SEVAL DENİZ KARAHALİLOĞLU / İZ GAZETE - Aynı gerçekliğe açılan evrenin kapıları Rüyet ve Rüya da kesişir. Rüya ve gerçek arasında ince bir çizgi vardır. Bu çizgi an gelir bulanıklaşır, bizi farklı bir evrene sürekler. Bazen bu evrenin kapıları bir kitabın sayfalarına, bazen de bir filmin akan karelerine doğru açılır. Rüyet kitabının sayfalarında ya da Rüya filminin içinde kaybolduğunuzda hikaye sizi yine aynı bilinmezliğe çıkarır. Rüyet; görmek, bakmak anlamına gelir. Bu sıradan düz bir bakışın ötesinde, gerçeğin ardında asıl var olanı görmeye çalışmak olarak algılanmalıdır. Her şey bu var olanı bulma arayışının bir parçası olarak yapılır. Rüyalar, gerçekler, sözcükler, filmler, sonsuz bir aleme doğru yönelen bakışlar hepsi birbiri içinde eriyerek topluca aynı yere doğru akarlar ve bizi çeşitli sorular sormaya yöneltirler. Biz de bu soruları Rüyet kitabının yazarı ve Rüya filminin yönetmeni Derviş Zaim’e sorduk.

Neden Rüyet?

Rüyet kalp gözüyle görmek anlamına geliyor. Rüyet aynı zamanda pusulanın olmadığı yerde, gece kapalı havalarda denizcilerin yolunu bulma kabiliyetine ilişkin bir gönderme yapar. Bu zengin çağrışımların kitapta anlatılanlara destek olup onları daha da zenginleştireceği ihtimalini düşünerek kitaba bu ismi verdim.

Rüyet kelime anlamı olarak, görmek, bakış diye geçiyor ama bu sıradan bir bakış değil. Rüyet’in anlamı bir bakıştan daha öte bir şey olmalı değil mi?

Kalp gözüyle görmenin düz bir görme olmadığı ve başka görme biçimlerinin var olduğu konusunda ipuçları veriyor ve bu düşünceyi kışkırtıyor.

Rüyet üzerinden gidersek, Rüyet’i rüya ve uyanıklık arasında algılanan farklı bir gerçekliğe, düz gerçeğin ardındakini anlamaya ve içselleştirmeye yönelik bir bakış olarak değerlendirebilir miyiz?

Romanın başkarakterlerinden biri olan Sine uykusuzluk hastalığına yakalanmıştır. Uyku ile uyanıklık arasında yaşadığı renkli çağrışımların, deneyimlerin, düşüncelerin kahramanımız için deneyim alanı sunduğu bir gerçek. Bunun ara bölgede deneyimlerini sürdüren bir kahramanın hikayesi olduğu söylenebilir.

[Nokta işaretleme veri kümesi kayıtları]
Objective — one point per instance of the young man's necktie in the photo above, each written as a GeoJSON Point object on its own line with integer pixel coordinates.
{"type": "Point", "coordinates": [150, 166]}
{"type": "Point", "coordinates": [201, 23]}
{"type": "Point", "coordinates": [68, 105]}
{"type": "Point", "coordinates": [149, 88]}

İstenenler →
(a) Nokta işaretleme kayıtlarının bütün satırlarını tek harf değiştirmeden alıntıla.
(b) Rüyet kitabı ve Rüya filmi üzerine yapılan söyleşiyi son cümleden sonrasıyla sürdür.
Metin ile kayıtlar birbiriyle bağlantılı değildir.

Görevlere Göre Yanıtlar →
(a)
Objective — one point per instance of the young man's necktie in the photo above, each written as a GeoJSON Point object on its own line with integer pixel coordinates.
{"type": "Point", "coordinates": [150, 166]}
{"type": "Point", "coordinates": [201, 23]}
{"type": "Point", "coordinates": [68, 105]}
{"type": "Point", "coordinates": [149, 88]}

(b)
Rüyet kitabını yazma fikri nasıl ortaya çıktı?

Rüya filmini çektikten sonra filmin bana çağrıştırdığı ve kafamda dolaşan bir takım sorular vardı. Bu soruların kışkırtmasıyla karakterler birbirleriyle konuşuyorlardı ve bu kitap ortaya çıktı.

Rüyet kitabının karakterleri ile Rüya filminin karakterleri arasında bir benzerlik var mı?

Kitap filmin bir devamı gibidir. Kitaptaki karakterlere bakarsanız, o karakterleri incelerseniz filmdeki karakterler olduğunu görürsünüz.

Rüyet kitabı Rüya filmin tamamlayıcısı mı oluyor? Neden ikinci bir devam filmi çekmediniz? Onun yerine farklı bir disiplinde, edebiyat alanında devam etme gereği duydunuz?

Çünkü bunun bir roman biçimiyle ortaya çıkması gerekiyordu. Bu hikaye romanın kumaşına sahip. Hikayenin edebiyat türünde, romanın kendi olanakları içinde anlatılması gerekiyordu. Bunun özellikle romanda yer alan ve anlatmak istediğim Şeyh Galip’in Hüsn-ü Aşk Mesnevisiyle bir ilgisi var. Hüsn-ü Aşk’a değinirken edebiyatın kumaşına ihtiyacım vardı. Oraya edebiyat dışında başka bir kumaş gerekmezdi.

Rüya filmine gelirsek, neden mimari eksenli bir film yapma gereği duydunuz?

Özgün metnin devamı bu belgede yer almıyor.